[Point placement records]

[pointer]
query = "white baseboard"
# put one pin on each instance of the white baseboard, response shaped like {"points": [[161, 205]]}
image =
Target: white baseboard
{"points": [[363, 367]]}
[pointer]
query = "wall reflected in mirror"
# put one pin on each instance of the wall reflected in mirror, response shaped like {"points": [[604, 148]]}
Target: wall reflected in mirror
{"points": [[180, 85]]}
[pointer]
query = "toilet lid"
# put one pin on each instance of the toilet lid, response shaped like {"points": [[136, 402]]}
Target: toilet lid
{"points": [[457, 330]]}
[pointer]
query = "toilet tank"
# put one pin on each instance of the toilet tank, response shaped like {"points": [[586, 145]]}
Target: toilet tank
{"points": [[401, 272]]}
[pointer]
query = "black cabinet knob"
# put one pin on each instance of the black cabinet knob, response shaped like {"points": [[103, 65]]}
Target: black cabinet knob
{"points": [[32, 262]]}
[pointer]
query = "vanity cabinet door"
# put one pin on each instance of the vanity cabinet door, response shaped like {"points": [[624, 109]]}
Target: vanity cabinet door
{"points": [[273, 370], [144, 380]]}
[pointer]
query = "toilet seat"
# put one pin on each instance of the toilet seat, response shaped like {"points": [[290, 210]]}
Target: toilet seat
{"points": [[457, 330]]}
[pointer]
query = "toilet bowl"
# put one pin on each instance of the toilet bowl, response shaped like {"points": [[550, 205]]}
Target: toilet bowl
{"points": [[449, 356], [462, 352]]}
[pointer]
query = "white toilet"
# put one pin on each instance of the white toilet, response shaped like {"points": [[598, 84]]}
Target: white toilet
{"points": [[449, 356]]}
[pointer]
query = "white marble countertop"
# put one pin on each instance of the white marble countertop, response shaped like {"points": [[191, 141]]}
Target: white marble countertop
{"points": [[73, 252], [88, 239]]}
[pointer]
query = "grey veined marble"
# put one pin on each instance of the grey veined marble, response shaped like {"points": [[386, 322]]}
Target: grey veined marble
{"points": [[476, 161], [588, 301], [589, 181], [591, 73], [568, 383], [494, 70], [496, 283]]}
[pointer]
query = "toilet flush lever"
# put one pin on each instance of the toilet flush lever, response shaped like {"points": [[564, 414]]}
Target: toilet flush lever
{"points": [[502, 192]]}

## [Prompt]
Which lines above contain the word "Target"? Report each of them in full, treating uppercase and lowercase as different.

## [Written answer]
Target: white baseboard
Target: wall reflected in mirror
Target: toilet lid
Target: toilet tank
Target: black cabinet knob
Target: vanity cabinet door
Target: toilet seat
Target: toilet bowl
Target: white toilet
Target: white marble countertop
Target: grey veined marble
Target: toilet flush lever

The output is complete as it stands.